= Problem details =
Copy out the entries below precisely; nothing is to be omitted.

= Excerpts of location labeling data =
::::::::
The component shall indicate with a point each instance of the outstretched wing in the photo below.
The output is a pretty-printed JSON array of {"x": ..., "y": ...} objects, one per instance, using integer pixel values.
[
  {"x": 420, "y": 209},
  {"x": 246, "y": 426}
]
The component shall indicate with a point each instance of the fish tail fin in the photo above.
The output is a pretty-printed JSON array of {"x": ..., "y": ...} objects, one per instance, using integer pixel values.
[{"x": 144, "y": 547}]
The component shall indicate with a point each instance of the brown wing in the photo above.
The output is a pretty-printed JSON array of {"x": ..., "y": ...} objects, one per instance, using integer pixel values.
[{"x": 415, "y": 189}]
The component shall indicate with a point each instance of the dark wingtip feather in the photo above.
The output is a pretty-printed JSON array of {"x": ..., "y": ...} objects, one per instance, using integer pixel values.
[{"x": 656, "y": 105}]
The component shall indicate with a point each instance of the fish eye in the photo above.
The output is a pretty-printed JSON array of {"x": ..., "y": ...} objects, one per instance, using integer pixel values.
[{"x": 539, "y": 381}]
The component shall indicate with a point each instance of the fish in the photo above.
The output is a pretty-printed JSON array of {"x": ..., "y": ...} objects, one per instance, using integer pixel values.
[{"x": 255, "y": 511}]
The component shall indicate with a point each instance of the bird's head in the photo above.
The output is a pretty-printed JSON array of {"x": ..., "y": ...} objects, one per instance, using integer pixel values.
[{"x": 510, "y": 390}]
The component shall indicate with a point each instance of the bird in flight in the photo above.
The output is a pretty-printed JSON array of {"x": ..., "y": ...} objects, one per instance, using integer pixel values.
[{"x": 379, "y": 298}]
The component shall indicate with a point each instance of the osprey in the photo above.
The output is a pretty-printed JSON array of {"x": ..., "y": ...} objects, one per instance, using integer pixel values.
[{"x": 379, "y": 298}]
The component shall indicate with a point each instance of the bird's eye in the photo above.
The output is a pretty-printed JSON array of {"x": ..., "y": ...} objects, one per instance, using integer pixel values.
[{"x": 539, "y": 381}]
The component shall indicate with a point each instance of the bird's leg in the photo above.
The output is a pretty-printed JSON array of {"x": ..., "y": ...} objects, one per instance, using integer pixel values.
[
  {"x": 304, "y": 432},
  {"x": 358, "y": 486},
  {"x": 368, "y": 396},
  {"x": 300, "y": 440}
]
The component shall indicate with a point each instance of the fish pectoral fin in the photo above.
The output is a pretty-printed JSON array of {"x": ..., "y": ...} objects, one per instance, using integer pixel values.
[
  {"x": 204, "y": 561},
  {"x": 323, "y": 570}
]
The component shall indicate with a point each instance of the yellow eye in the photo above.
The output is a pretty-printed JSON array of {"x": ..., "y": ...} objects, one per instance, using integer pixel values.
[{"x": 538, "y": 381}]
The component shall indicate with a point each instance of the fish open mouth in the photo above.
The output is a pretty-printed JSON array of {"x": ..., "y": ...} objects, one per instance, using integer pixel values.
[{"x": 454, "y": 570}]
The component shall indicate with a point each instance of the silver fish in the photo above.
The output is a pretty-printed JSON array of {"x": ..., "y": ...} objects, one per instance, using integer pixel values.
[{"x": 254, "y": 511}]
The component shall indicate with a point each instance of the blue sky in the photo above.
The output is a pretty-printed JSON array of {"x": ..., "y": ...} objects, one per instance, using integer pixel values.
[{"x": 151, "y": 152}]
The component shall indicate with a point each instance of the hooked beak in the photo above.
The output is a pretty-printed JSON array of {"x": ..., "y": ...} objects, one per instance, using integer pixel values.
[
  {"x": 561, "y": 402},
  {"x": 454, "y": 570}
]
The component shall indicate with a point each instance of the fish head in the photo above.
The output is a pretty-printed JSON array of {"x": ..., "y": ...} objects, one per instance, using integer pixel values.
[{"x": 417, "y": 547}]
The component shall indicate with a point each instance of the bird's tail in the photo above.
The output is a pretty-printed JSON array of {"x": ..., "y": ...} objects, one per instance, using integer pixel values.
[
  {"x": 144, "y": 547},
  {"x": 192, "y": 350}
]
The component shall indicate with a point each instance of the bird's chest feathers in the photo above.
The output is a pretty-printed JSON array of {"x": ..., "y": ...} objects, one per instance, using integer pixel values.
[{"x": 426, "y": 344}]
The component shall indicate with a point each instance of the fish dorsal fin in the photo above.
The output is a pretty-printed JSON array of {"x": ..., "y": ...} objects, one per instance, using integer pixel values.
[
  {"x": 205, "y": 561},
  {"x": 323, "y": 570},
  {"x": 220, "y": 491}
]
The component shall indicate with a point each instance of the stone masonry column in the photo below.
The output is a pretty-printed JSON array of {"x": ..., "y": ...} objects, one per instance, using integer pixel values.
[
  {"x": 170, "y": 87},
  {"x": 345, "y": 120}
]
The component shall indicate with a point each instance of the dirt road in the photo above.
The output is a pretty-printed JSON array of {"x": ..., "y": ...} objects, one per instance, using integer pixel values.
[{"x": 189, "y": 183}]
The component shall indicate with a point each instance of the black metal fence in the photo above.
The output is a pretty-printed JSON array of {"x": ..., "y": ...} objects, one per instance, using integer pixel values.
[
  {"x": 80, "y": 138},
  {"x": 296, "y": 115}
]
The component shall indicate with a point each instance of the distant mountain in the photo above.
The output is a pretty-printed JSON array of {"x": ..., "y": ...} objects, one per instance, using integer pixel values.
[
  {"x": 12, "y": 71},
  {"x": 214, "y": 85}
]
::::::::
= The reply =
The component shall indicate with a point each instance of the outstretched wing in the photo below.
The output is a pretty-printed JSON array of {"x": ..., "y": ...} objects, one per instance, using integer pixel values.
[
  {"x": 420, "y": 209},
  {"x": 246, "y": 426}
]
The component shall indicate with a point each instance of the fish tail fin in the photo above.
The output is a pretty-printed JSON array of {"x": ..., "y": ...} objects, one per instance, using integer pixel values.
[{"x": 144, "y": 547}]
The component shall indicate with a point each instance of the brown wing in the photo above.
The output is a pretty-printed JSON array of {"x": ..., "y": ...} objects, one per instance, using integer pixel values.
[{"x": 415, "y": 189}]
The component shall indicate with a point each instance of the dark wingtip feather in the photo above.
The output is a pretty-printed JSON array of {"x": ..., "y": ...} objects, one per instance, using integer pixel values.
[{"x": 656, "y": 105}]
The component shall indicate with a point each instance of the fish eye in the photo above.
The output is a pretty-printed JSON array of {"x": ..., "y": ...} objects, one per instance, using integer pixel values.
[{"x": 539, "y": 381}]
The component shall indicate with a point each instance of the fish in the photo above.
The output is a pretty-printed JSON array of {"x": ..., "y": ...} objects, one per instance, using integer pixel values.
[{"x": 255, "y": 511}]
The component shall indicate with a point each instance of the bird's head in the photo above.
The output is a pretty-printed JSON array of {"x": ..., "y": ...} objects, one per instance, using integer pixel values.
[{"x": 510, "y": 390}]
The component shall indicate with a point each instance of the bird in flight in the photo above.
The output is a pretty-printed JSON array of {"x": ..., "y": ...} objects, one per instance, using integer pixel values.
[{"x": 379, "y": 298}]
The component shall indicate with a point each instance of the osprey in the photo above.
The output is a pretty-printed JSON array of {"x": ..., "y": ...} objects, one per instance, using integer pixel values.
[{"x": 379, "y": 298}]
The component shall indicate with a point each instance of the bird's eye in the photo above.
The output is a pretty-printed JSON array of {"x": ..., "y": ...} objects, one per instance, using integer pixel values.
[{"x": 539, "y": 381}]
The component shall indicate with a point each instance of the bird's leg in the photo above.
The output is a pretty-printed JSON array of {"x": ..., "y": ...} objects, one per instance, using integer pixel values.
[
  {"x": 304, "y": 432},
  {"x": 358, "y": 486},
  {"x": 368, "y": 396},
  {"x": 300, "y": 440}
]
The component shall indicate with a point each instance of the fish pectoral fin in the photo above.
The output is a pretty-printed JSON array of {"x": ..., "y": ...} objects, one per instance, using integer pixel values.
[
  {"x": 204, "y": 561},
  {"x": 323, "y": 570}
]
The component shall indicate with a point each instance of the yellow eye in the photo above.
The output is a pretty-printed JSON array of {"x": ..., "y": ...} objects, one per instance, using integer pixel values.
[{"x": 538, "y": 381}]
The component shall indicate with a point each instance of the fish open mouth in the photo above.
The output is a pretty-printed JSON array of {"x": ..., "y": ...} objects, one per instance, using integer pixel values.
[{"x": 454, "y": 570}]
The component shall indicate with a point each instance of the silver fish in the photo above.
The output is a pretty-printed JSON array of {"x": ..., "y": ...} objects, one per instance, using integer pixel values.
[{"x": 254, "y": 511}]
The component shall indicate with a point each instance of the blue sky in the photo above.
The output is a pretty-printed JSON array of {"x": ..., "y": ...} objects, one per instance, using integer pixel values.
[{"x": 151, "y": 152}]
The component shall indicate with a point each instance of the hooked beak in the photo above.
The output is a pretty-printed JSON array of {"x": ..., "y": ...} objects, one per instance, using integer pixel values.
[
  {"x": 561, "y": 402},
  {"x": 454, "y": 570}
]
The component shall indicate with a point each instance of the fish head in the photo above.
The output is a pretty-printed JSON array of {"x": ..., "y": ...} objects, one per instance, using integer pixel values.
[{"x": 417, "y": 547}]
The component shall indicate with a point each instance of the bird's tail in the photo above.
The output is a pretty-printed JSON array of {"x": ..., "y": ...} objects, one per instance, using integer pixel values.
[
  {"x": 144, "y": 547},
  {"x": 192, "y": 350}
]
The component shall indicate with a point each instance of the bird's chest feathers in the photo above.
The output is a pretty-printed JSON array of {"x": ..., "y": ...} objects, one per instance, using integer pixel values.
[{"x": 426, "y": 344}]
The component shall indicate with a point each instance of the fish dorsal fin in the photo above.
The output is a pretty-printed JSON array of {"x": ..., "y": ...} objects, one per instance, using integer pixel values.
[
  {"x": 205, "y": 561},
  {"x": 323, "y": 570},
  {"x": 220, "y": 491}
]
The component shall indicate with a point each instance of the stone masonry column in the photo below.
The output is a pretty-printed JSON array of {"x": ..., "y": ...} objects, one per instance, using integer pixel values.
[
  {"x": 170, "y": 87},
  {"x": 345, "y": 120}
]
The component shall indicate with a point each instance of the dirt road in the photo above.
The output is a pretty-printed JSON array of {"x": ..., "y": ...} objects, one per instance, using integer pixel values.
[{"x": 189, "y": 183}]
The component shall indicate with a point each instance of the black metal fence in the photo above.
The output is a pretty-printed JSON array of {"x": ..., "y": ...} objects, one per instance, using integer pixel values.
[
  {"x": 80, "y": 138},
  {"x": 296, "y": 115}
]
The component shall indicate with a point each instance of the distant mountain in the photo above.
The output is a pretty-printed JSON array of {"x": ..., "y": ...} objects, one per instance, using integer pixel values.
[
  {"x": 12, "y": 71},
  {"x": 214, "y": 85}
]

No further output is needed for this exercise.